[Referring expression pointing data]

•••••

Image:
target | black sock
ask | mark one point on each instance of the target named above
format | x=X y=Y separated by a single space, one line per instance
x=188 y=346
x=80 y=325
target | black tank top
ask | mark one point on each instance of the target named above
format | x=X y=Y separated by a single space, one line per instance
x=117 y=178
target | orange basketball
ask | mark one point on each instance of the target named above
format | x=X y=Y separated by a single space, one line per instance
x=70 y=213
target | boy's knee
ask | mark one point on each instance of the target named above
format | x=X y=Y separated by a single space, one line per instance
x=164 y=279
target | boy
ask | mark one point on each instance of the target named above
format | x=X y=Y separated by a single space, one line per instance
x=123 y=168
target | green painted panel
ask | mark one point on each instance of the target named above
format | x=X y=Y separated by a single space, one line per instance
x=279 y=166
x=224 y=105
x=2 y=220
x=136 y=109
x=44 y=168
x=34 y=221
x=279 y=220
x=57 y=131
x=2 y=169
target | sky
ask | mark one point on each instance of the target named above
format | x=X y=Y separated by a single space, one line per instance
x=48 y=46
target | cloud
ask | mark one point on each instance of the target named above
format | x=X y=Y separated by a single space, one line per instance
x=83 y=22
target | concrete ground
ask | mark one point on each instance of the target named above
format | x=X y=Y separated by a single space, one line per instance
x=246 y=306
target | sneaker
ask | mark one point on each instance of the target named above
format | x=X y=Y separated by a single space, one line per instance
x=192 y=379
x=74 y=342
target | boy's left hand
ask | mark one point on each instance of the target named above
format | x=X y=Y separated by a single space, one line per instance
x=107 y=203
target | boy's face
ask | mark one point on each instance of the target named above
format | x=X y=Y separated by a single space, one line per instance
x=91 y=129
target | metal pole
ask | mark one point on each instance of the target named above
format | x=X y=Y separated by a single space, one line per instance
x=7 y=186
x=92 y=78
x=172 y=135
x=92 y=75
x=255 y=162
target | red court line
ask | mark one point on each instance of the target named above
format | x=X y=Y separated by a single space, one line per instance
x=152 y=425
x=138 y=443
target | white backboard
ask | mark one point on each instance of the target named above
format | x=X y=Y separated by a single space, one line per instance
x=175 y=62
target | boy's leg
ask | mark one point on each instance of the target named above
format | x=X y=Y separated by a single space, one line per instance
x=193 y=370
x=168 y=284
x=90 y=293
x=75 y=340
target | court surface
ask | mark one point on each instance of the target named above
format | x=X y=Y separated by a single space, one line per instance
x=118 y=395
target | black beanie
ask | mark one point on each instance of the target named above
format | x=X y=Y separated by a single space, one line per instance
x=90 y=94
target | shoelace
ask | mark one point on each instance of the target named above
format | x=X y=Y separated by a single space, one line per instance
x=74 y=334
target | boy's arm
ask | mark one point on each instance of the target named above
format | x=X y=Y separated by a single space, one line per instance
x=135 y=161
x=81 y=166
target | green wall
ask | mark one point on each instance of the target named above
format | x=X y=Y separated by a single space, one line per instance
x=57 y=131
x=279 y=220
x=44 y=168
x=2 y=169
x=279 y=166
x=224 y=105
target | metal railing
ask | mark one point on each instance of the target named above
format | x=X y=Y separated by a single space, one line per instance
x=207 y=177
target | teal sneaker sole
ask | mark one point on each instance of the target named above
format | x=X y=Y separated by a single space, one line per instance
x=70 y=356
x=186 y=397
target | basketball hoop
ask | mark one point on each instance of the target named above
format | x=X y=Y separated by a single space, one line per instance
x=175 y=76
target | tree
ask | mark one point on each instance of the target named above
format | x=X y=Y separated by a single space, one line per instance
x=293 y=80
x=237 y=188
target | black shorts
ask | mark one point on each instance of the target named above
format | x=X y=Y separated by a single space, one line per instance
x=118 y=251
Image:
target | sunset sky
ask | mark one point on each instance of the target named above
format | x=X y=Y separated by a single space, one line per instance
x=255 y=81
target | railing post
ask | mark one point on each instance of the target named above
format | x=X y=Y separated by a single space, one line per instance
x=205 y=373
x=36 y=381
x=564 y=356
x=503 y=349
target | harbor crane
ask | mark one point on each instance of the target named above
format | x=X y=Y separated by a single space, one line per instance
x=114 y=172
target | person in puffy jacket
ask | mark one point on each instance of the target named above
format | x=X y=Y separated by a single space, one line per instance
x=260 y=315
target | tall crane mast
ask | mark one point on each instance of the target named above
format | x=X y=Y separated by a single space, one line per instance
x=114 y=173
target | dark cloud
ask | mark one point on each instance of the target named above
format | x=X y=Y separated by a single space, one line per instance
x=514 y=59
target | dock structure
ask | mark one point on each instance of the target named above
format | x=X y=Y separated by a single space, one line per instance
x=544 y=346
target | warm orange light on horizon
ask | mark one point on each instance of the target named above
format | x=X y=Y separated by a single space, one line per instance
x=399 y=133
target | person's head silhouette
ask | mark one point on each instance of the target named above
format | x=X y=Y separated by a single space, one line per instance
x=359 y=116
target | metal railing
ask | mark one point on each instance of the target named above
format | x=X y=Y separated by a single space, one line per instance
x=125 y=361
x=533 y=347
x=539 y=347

•••••

### [Activity]
Check each line above for the string "black", then copy the ones that have it.

### [Answer space]
target | black sock
target | black tank top
target | black beanie
target | black shorts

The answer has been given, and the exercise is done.